The event led to the highlighting of issues that purported to be about religious freedom but which, according to Torah Bontrager, author of An Amish Girl in Manhattan, were in fact more about exploitation. Bontrager, who determined at the age of eleven to leave behind her family and the only way of life she’d ever known, finally escaped the community in the middle of the night when she was fifteen.

What ensued was anything but light and freedom. Her first “savior” was her formerly Amish uncle, Harvey Bell “(last known location: Alder or Sheridan, Montana, and/or Alaska), who raped me repeatedly. The day after the first night, he bought my silence with a death threat.” When, seeking refuge from that nightmare, she appealed to a second uncle, “Enos Bontrager (last known location: Fond du Lac, Wisconsin; prior location: Friesland, Wisconsin; place of business: Pride Originals Furniture Company, Cambria, Wisconsin)” he raped her as well.

Bontrager went on to earn degrees not only from high school but also from Columbia University, where she recently hosted a conference entitled Overturning WI. v. Yoder: Making Education a Federal Right for All Children. The name alludes to the 1972 Supreme Court case that arose out of the cornfields where those Amish children (one of whom was another of Bontrager’s uncles) had fled the state authorities in 1965. Jonas Yoder was a father fighting for the right to educate his children in the Amish tradition which ended at the eighth grade. In fact, Bontrager points out, it was not secular education that offended him. He himself had received instruction at the hands of an “English,” ie non-Amish teacher. His ire rose from the number of years that the state insisted on depriving him of the free labor of his children on the farm.

None of this was made obvious to the Supreme Court, however, and the Amish were permitted, in the sui generis case, to carry on with their idiosyncratic form of education, under the impression that they were a gentle, harmless people whose way of life needed to be preserved.

------------------------------------------------

Instructions:
A) Please copy the part of the passage about Amish education that opens with the words containing "The event led" and closes with "she was fifteen.".
B) Summarize the passage about Amish education in two sentences.

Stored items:
------------------------------------------------

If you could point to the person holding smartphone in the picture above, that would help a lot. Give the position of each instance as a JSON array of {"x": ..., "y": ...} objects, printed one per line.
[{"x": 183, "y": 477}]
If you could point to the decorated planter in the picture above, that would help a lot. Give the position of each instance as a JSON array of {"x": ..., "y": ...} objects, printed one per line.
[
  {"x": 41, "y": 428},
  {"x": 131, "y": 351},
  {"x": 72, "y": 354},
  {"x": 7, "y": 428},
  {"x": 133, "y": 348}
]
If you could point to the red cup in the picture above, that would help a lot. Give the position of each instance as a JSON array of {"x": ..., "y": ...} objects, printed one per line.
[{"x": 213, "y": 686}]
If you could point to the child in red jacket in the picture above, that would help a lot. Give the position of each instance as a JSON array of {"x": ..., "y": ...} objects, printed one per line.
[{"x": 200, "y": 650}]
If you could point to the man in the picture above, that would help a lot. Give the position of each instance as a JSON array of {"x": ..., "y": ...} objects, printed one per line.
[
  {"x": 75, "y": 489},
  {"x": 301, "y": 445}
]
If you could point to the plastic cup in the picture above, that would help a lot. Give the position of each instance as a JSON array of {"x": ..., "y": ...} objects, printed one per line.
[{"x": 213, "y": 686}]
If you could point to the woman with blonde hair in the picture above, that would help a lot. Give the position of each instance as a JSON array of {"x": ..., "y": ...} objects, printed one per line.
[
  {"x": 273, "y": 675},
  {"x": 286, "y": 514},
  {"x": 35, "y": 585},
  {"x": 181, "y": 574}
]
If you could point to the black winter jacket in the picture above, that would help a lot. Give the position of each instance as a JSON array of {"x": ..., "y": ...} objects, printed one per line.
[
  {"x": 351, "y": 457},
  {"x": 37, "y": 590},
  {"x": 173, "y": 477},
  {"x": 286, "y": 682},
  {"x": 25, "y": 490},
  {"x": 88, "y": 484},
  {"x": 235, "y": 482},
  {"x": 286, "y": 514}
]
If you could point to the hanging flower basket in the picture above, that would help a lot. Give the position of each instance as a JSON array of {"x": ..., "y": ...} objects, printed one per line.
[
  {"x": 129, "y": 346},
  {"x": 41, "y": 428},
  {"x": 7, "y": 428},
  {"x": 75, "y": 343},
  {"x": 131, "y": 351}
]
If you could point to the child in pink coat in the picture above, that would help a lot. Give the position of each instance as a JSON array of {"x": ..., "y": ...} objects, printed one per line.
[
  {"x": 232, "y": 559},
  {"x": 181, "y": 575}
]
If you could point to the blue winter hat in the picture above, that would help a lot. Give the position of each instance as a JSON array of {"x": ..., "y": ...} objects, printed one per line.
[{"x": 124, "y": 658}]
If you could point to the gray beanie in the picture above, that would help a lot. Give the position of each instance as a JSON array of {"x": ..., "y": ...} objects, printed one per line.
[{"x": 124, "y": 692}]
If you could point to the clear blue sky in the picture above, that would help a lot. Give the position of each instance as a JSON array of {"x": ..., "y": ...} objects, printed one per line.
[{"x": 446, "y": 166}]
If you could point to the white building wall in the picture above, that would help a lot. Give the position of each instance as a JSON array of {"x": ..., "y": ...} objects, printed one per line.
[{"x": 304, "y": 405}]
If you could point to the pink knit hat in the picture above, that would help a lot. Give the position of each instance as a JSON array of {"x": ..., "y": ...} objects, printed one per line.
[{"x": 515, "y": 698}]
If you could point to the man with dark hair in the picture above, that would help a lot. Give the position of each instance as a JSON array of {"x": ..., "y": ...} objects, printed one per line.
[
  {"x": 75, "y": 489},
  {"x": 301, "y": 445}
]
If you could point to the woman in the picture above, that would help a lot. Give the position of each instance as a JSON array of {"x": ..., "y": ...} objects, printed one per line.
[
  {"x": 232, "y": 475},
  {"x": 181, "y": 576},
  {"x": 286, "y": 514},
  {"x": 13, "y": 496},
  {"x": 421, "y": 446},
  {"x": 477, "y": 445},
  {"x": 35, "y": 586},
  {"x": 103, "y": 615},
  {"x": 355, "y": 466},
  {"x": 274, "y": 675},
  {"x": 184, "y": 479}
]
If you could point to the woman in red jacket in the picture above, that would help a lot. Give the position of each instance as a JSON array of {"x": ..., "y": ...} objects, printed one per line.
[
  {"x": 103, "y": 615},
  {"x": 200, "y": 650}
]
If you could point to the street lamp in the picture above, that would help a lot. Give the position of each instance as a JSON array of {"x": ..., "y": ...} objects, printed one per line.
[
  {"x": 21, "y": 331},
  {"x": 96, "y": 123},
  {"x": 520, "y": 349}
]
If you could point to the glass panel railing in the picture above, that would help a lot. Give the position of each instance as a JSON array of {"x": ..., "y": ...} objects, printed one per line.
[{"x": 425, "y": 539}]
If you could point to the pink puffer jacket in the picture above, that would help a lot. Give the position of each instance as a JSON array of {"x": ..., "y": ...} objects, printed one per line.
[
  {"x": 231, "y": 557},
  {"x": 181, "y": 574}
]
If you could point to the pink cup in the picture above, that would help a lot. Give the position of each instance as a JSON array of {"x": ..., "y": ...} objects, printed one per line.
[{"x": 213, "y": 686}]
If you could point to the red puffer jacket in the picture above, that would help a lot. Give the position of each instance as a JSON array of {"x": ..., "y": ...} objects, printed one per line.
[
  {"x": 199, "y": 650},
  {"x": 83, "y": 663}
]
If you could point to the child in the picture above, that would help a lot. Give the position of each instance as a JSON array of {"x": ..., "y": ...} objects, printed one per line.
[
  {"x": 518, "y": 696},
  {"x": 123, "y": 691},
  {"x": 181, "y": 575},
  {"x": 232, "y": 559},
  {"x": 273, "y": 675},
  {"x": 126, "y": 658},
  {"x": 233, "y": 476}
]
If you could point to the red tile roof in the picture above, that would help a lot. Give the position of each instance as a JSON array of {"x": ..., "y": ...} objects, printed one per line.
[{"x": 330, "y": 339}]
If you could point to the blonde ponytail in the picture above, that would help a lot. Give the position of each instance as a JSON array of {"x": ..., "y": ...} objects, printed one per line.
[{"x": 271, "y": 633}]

------------------------------------------------

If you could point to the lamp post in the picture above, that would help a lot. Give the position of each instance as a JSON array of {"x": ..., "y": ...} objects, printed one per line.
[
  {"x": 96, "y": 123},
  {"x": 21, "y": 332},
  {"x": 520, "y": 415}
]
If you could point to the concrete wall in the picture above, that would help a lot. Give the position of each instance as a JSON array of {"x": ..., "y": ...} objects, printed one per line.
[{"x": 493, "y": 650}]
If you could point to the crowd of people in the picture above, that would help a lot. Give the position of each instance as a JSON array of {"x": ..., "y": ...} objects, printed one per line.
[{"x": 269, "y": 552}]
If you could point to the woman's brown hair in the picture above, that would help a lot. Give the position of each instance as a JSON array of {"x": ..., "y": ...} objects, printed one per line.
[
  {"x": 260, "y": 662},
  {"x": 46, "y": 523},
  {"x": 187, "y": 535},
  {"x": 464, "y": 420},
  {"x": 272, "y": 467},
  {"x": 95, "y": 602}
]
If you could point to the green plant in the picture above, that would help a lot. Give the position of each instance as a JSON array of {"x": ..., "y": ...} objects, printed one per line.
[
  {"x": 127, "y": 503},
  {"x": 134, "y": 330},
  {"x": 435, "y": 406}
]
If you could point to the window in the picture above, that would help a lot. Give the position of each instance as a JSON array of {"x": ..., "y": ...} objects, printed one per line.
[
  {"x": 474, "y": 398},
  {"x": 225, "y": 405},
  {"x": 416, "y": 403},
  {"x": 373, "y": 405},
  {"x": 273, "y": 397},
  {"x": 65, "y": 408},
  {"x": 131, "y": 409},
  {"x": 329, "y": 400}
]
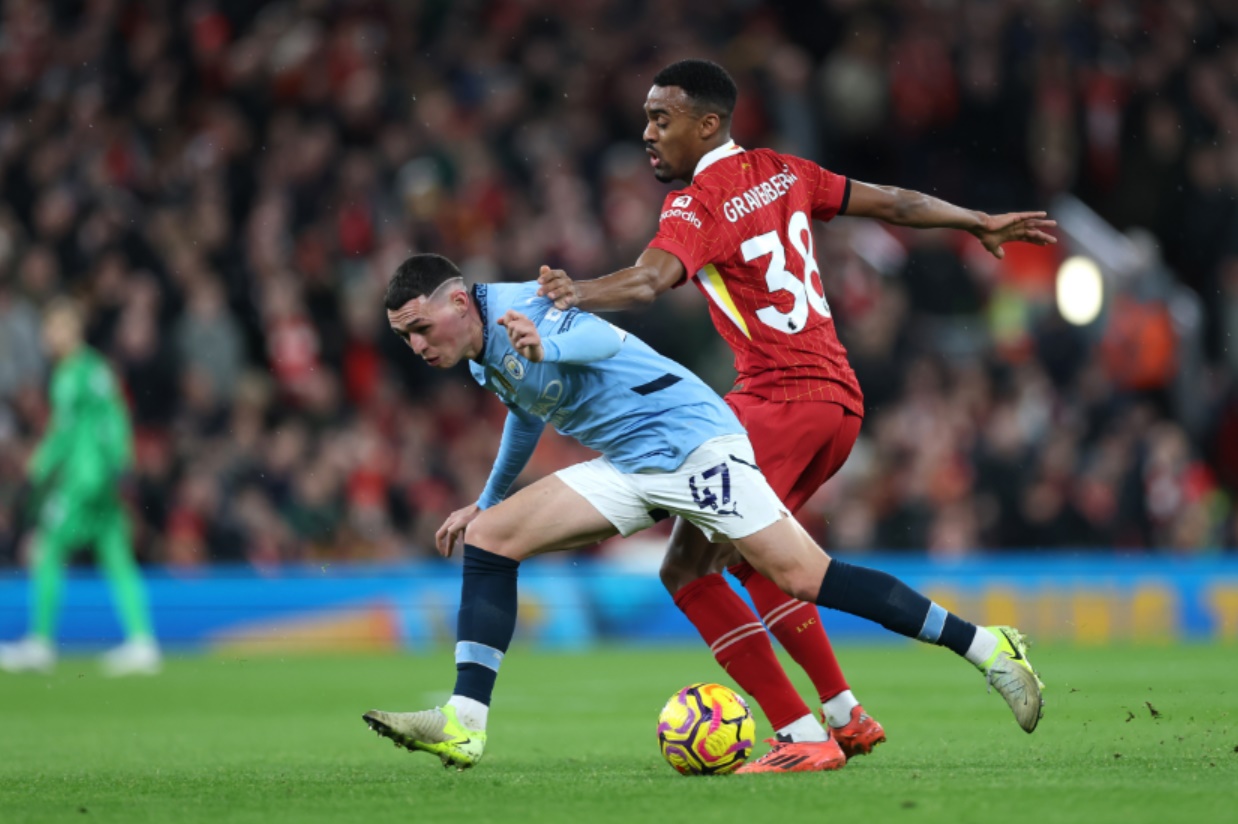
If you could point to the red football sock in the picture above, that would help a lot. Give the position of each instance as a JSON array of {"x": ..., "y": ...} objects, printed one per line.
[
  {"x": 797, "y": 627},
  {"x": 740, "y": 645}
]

------------------------------------------------

Answers in order:
A)
The event led to the highlighting of issues that purported to be about religious freedom but which, according to Torah Bontrager, author of An Amish Girl in Manhattan, were in fact more about exploitation. Bontrager, who determined at the age of eleven to leave behind her family and the only way of life she’d ever known, finally escaped the community in the middle of the night when she was fifteen.

B) Torah Bontrager, who escaped her Amish community at fifteen and later earned degrees from Columbia University, argues that issues presented as religious freedom were more about exploitation. She points out that Jonas Yoder, whose Supreme Court case let the Amish keep an education ending at the eighth grade, objected mainly to losing his children's free labor on the farm, which was not made obvious to the Court.